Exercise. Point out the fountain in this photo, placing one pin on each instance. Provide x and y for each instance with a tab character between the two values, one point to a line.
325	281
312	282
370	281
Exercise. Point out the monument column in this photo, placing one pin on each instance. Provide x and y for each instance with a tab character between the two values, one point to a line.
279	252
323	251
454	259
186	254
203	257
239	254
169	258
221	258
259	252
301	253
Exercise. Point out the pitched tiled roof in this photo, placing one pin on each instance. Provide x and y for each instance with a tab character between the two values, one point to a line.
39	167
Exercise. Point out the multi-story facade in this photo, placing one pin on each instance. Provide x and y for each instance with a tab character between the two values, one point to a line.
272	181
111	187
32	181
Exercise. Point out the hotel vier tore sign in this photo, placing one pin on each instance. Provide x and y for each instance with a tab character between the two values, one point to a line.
□ □ □ □ □
Goal of the exercise: Each line above is to be repeated exactly.

Finished exercise:
Exercise. Point out the fountain in this photo, placing one pin on each instance. Provide x and y for each instance with a tab character between the two values, one point to a line.
325	281
312	282
370	281
Exercise. Point out the monument column in this photo, placing one pin on each instance. Provide x and y for each instance with a tab character between the two values, one point to a line.
279	252
323	251
454	259
186	254
203	257
239	254
169	258
221	258
259	252
301	253
Exercise. Point out the pitched tiled roof in this photo, placing one pin on each instance. Provide x and y for each instance with a tab character between the two values, one point to a line.
39	167
Exercise. Point out the multi-story facade in this photo, placing one pin on each instance. Provide x and y for each instance with a tab character between the two values, one point to a line.
272	181
111	187
32	181
Exercise. Point out the hotel vier tore sign in this photo, placing one pin on each instance. Provide x and y for each instance with a tab character between the two values, one point to a line.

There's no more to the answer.